**Task brief**
Reproduce the pull request text starting at "Hello, I am" and ending at "the deployment environment.", changing every "deployment" to "production".

Feature: Search capability
Pertaining WasmEdge #3504
This PR aims to add search capabilities to the RAG API Server. This functionality will be enabled through the search feature. It will also leverage the llamaedge-query-server to deliver nuanced search queries and provide the RAG API Server something to fall back on in case the RAG fails due to no RAG query matches.
Hello, I am a code review agent on flows.network. Here are my reviews of changed source code files in this PR.
Cargo.toml
Potential issues
-
Issue: Version locking for all dependencies is not recommended as it can lead to incompatibilities and missed out on security updates. Consider using a version range or the latest compatible version for most dependencies, except for those you have explicitly patched (e.g., "socket2", "reqwest", "hyper", "tokio").
-
Issue: The "llama-core" dependency is pinned to a specific version ("=0.17.0") and has the "logging" feature enabled, which might not be necessary or desirable in all deployment scenarios. Consider using a newer compatible version of "llama-core" if available, and make the usage of the "logging" feature optional or configurable based on the deployment environment.

**Dataset rows**
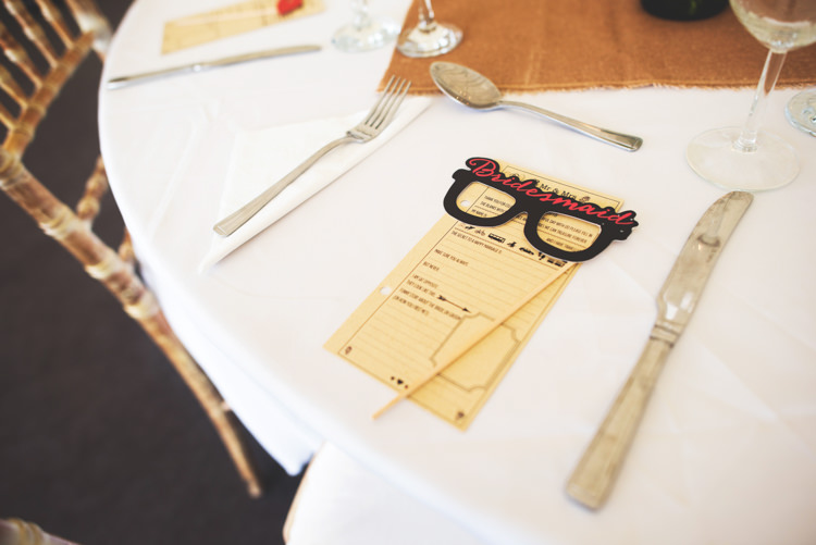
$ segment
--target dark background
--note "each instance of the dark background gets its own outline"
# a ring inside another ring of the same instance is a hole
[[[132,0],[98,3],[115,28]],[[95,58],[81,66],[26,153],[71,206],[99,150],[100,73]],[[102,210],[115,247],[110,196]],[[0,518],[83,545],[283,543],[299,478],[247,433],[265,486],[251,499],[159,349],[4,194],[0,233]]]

* * *

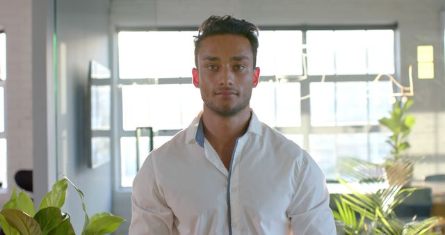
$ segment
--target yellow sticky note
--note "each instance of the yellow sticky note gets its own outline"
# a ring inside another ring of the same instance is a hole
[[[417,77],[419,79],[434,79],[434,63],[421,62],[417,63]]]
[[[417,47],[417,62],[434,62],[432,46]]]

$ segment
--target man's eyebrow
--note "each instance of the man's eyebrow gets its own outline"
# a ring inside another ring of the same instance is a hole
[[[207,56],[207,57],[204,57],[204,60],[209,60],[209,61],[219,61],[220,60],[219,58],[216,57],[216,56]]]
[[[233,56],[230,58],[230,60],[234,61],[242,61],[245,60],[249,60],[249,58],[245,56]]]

**Correct result**
Hello, I am a code review agent on flows.network. Here are my reviews of changed source code files in this PR.
Cargo.toml
Potential issues
-
Issue: Version locking for all dependencies is not recommended as it can lead to incompatibilities and missed out on security updates. Consider using a version range or the latest compatible version for most dependencies, except for those you have explicitly patched (e.g., "socket2", "reqwest", "hyper", "tokio").
-
Issue: The "llama-core" dependency is pinned to a specific version ("=0.17.0") and has the "logging" feature enabled, which might not be necessary or desirable in all production scenarios. Consider using a newer compatible version of "llama-core" if available, and make the usage of the "logging" feature optional or configurable based on the production environment.